(Dataset entries)
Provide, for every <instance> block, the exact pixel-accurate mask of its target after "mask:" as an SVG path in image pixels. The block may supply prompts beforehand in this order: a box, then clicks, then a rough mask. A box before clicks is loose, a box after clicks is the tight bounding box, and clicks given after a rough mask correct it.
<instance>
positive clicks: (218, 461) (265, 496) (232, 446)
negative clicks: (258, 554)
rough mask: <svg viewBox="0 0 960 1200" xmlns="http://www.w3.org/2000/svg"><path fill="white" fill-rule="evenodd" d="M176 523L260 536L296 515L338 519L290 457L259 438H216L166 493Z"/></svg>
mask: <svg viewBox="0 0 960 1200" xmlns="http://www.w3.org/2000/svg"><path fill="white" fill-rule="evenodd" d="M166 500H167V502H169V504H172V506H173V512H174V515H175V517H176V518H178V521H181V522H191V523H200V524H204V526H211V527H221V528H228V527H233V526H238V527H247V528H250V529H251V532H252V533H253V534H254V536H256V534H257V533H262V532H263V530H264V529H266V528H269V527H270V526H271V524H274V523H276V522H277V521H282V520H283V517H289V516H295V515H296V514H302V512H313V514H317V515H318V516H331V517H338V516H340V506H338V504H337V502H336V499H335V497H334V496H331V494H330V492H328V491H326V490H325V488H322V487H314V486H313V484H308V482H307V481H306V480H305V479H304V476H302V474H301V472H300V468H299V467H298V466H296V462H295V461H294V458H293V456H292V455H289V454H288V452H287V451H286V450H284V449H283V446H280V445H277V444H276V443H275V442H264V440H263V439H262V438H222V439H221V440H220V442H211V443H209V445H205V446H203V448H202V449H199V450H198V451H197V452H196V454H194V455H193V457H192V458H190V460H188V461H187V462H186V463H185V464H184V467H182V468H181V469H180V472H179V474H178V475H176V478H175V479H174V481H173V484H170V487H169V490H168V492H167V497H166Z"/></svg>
...
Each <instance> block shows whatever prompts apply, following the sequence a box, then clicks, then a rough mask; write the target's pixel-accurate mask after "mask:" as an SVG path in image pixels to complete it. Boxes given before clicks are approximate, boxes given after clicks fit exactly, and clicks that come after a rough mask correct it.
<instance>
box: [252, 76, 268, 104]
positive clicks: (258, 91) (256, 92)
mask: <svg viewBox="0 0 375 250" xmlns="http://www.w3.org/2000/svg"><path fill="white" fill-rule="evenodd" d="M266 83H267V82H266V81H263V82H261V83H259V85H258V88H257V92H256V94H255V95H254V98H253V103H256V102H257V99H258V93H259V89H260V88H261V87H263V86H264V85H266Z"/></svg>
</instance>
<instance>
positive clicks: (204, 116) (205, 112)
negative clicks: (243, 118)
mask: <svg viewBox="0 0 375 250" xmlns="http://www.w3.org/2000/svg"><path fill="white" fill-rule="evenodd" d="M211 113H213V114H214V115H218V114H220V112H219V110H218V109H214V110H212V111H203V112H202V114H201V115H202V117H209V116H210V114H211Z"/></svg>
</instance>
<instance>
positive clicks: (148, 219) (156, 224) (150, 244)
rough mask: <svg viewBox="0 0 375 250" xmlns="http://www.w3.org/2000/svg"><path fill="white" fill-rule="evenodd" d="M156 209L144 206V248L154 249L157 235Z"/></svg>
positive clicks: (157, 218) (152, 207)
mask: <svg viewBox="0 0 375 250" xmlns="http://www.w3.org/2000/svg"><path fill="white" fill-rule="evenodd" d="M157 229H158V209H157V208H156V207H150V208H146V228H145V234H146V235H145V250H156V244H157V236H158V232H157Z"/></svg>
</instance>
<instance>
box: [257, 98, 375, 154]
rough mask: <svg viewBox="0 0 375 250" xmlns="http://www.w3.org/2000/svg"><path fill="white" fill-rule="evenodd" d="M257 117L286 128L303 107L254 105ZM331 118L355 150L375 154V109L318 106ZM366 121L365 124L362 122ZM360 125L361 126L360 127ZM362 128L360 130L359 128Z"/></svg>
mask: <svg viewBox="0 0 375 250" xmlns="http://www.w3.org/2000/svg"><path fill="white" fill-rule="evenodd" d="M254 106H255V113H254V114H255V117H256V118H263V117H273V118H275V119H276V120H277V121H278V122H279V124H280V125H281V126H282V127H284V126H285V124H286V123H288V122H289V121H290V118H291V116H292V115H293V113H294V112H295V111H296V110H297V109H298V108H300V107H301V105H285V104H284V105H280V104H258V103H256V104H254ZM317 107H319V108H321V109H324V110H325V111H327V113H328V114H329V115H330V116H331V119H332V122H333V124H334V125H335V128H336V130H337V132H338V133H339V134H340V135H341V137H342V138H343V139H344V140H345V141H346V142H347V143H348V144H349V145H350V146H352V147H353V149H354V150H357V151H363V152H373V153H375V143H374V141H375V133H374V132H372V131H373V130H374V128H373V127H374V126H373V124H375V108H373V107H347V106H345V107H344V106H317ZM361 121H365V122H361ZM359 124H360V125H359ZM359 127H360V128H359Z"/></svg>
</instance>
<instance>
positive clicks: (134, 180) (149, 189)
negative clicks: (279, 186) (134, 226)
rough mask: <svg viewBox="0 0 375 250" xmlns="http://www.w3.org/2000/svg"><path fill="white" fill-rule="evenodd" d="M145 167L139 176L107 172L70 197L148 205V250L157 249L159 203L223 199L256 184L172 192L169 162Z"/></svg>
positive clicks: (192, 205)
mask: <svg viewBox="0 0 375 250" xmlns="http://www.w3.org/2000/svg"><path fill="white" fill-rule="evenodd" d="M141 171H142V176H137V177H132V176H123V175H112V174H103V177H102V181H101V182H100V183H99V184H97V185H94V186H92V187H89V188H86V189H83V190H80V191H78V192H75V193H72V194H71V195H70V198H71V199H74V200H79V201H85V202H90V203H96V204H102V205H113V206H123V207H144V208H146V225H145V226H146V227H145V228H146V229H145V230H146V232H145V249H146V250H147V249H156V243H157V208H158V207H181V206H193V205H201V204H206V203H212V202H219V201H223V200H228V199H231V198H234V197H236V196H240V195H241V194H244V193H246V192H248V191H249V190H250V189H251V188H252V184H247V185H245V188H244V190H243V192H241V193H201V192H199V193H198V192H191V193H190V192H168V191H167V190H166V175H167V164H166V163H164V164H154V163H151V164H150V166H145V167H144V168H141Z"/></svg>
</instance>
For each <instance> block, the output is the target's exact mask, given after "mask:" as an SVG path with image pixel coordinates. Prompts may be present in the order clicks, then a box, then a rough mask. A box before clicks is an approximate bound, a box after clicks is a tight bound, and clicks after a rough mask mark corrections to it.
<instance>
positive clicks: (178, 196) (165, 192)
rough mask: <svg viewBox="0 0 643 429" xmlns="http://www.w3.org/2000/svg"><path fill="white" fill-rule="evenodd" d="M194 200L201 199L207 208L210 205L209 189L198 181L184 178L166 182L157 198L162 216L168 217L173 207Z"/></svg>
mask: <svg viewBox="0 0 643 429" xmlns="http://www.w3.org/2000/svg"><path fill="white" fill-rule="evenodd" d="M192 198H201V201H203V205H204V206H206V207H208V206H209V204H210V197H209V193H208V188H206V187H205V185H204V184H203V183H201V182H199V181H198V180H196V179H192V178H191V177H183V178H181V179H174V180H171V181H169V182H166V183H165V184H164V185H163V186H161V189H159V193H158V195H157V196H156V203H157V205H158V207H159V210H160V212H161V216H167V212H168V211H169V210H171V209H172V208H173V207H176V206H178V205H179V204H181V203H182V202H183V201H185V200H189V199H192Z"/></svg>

Exercise:
Within the data above, the lines from the one with "Provide, for every" to the one with "negative clicks: (258, 554)" must be repeated exactly; no other line belongs in the answer.

Response area:
Provide, for every <instance> block, the exact pixel-accurate mask of its target after "mask:" as an SVG path in image pixels. The block may supply prompts beforehand in this order: a box, then clicks, then a rough mask. A box before clicks is loose, a box after clicks is the tight bounding box, and clicks given after a rough mask correct it.
<instance>
positive clicks: (218, 461) (265, 496) (232, 446)
negative clicks: (258, 554)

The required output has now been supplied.